__Enunciado 1__:
Com base no texto de leitura, explique porque é que o procedimento cautelar não pode ser tramitado em separado.
__Enunciado 2__:
Enumere as ordens com que termina o primeiro despacho do texto de leitura, a seguir à frase «não tem autonomia para ser tramitado em separado».
__Enunciado 3__:
Segundo o texto de leitura, em que data foi proferido o despacho posterior ao trânsito em julgado do despacho anterior?

__Texto de leitura__:
########################################

Alega o Requerente que o presente procedimento cautelar é preliminar da interposição de recurso de revisão fundada no conhecimento superveniente de uma nulidade do trato sucessivo constante do registo do prédio descrito sob o nº ...36 de fls. 164 do Livro ...3 da Conservatória de Registo Predial da Maia, designadamente, quanto à aquisição descrita em 12 de Setembro de 1962, por ter ficado a constar a aquisição de 1/6 da aquisição de dois prédios por CC quando, na realidade, se reporta a 1/6 do direito e ação à herança ilíquida e indivisa.

Resulta do artigo 698º nº 1 do Código de Processo Civil que o requerimento de interposição do recurso é autuado por apenso ao processo onde foi proferida a sentença cuja revisão a parte pretende.

Ainda que afirme que também pretende intentar ação de simples apreciação para peticionar a declaração de nulidade dos atos de registo praticados desde 1962, ponderando que o efeito pretendido pelo Requerente é a manutenção da posse evitando a concretização da entrega do imóvel no âmbito da execução nº 2672/20.0T8MAI, cujo título é a sentença proferida no processo nº 7038/11.0TBMAI, o recurso de revisão é necessariamente a causa de que o presente procedimento cautelar depende.

Pelo exposto, sendo o procedimento cautelar dependente de recurso de revisão, a intentar por apenso ao processo nº 7038/11.0TBMAI, não tem autonomia para ser tramitado em separado.

Notifique.

Após trânsito, dê baixa e remeta para apensação ao processo nº 7038/11.0TBMAI.

Após trânsito em julgado do despacho que precede, foi o mesmo cumprido e em 03 de novembro de 2023 foi proferido o seguinte despacho[1]:

Por apenso aos autos de recurso especial de revisão de sentença, onde é recorrente, AA intentou procedimento cautelar comum contra A..., S.A., e B..., S.A.

Pede que se decrete a seu favor a manutenção da posse e fruição dos prédios urbanos sitos na Rua ..., freguesia e concelho da Maia, descritos na Conservatória do Registo Predial da Maia sob os nºs. ...54 e ...55 e inscritos na respetiva matriz predial urbana sob os arts.º ...33... e ...34.º.

Alega, em suma, que no processo 738/11.OTBMAI foi decidido por sentença, confirmada pelo Tribunal da Relação do Porto, reconhecer as aqui requeridas como proprietárias daqueles imóveis. E encontra-se a correr contra si processo executivo para a sua entrega.

########################################

__Excerto da fonte__:

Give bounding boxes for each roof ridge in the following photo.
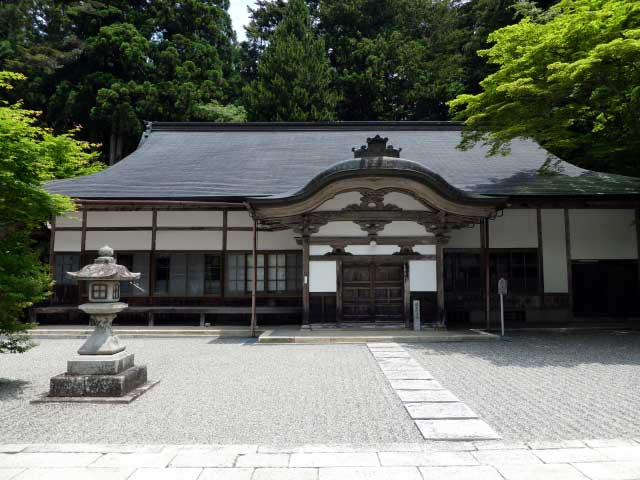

########################################

__Resposta escrita 1__:
O procedimento cautelar depende do recurso de revisão, que é a causa de que depende. Segundo o artigo 698º nº 1 do Código de Processo Civil, esse recurso é autuado por apenso ao processo onde foi proferida a sentença a rever, o processo nº 7038/11.0TBMAI. Por isso, o procedimento cautelar não tem autonomia para ser tramitado em separado.

__Resposta escrita 2__:
- Notificar.
- Após trânsito, dar baixa.
- Remeter para apensação ao processo nº 7038/11.0TBMAI.

__Resposta escrita 3__:
Em 03 de novembro de 2023.